In the text on Snogebæk below, what connects the island harbour completed in 1889 to the shore?

◆ **Provided text**

★ ★ ★ ★

Snogebæk is a fishing village and tourist resort in the south-east of the Danish island of Bornholm some 5 km south of Nexø with a population of 676 (1 January 2026). It shares a fine sandy beach with neighbouring Balka.

==History==
The first written references to Snogebæk date from 1555 but it is thought the area has been inhabited since the Middle Ages. Originally it probably consisted of a few dispersed smallholdings providing a living from farming and fishing. The first harbour was built on the coast by the fishermen in 1869 but it soon filled up with sand. In 1889, thanks to the success of Bornholm's Armager development, a new island harbour was completed, connected to the shore by a wooden footbridge some 100 meters long. Yachting harbour facilities were added later. The community expanded in the 19th century when new homes sprang up between the farmhouses. In the 1920s, after summerhousess were added to the north and south, tourist facilities developed around the harbour. More recently, detached houses have been built to the west. Tourists are also attracted by the fishing village atmosphere, the sandy beach and the local restaurants which include a large smokehouse which is something of a landmark.

==Harbour fête==
Since 1973, annual celebrations have been held in Snogebæk, initially to provide funding for improvements to the community. Despite a number of difficulties, in 1988 the festivities were expanded with the participation of the local inhabitants who arranged competitive sporting activities. By the 1990s, music and singing came along, presented by both local and national artists, supplemented later by a jazz band. The celebrations soon developed into a mini music festival with audiences of some 2,500 listening to the Lars Lilhold Band. Recently the three-day event has attracted over 8,000 visitors with the participation of Fi-Fi Dong, Robbie Williams Jam, Havz Jazz and Valentinos dance orchestra.

★ ★ ★ ★

◆ **Data for analysis**
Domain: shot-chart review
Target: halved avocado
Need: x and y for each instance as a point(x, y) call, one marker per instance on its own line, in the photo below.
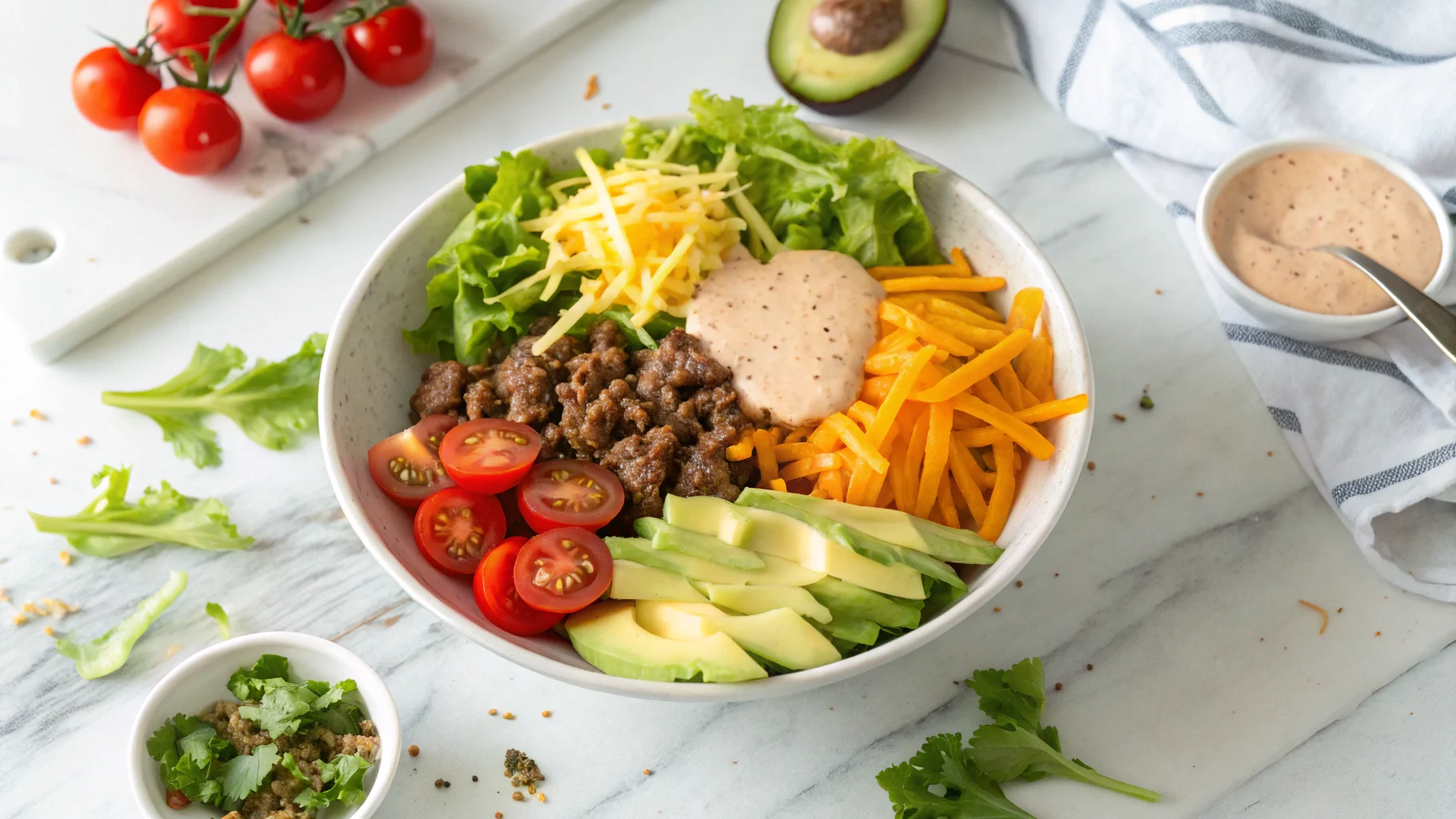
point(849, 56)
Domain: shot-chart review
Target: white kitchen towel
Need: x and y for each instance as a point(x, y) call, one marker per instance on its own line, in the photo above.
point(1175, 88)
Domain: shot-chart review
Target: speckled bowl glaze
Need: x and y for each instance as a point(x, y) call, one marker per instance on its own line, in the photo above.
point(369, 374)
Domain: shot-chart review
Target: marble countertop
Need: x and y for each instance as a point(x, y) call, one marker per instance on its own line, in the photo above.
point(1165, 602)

★ ★ ★ ★

◆ **Reply to the task**
A wooden footbridge some 100 meters long.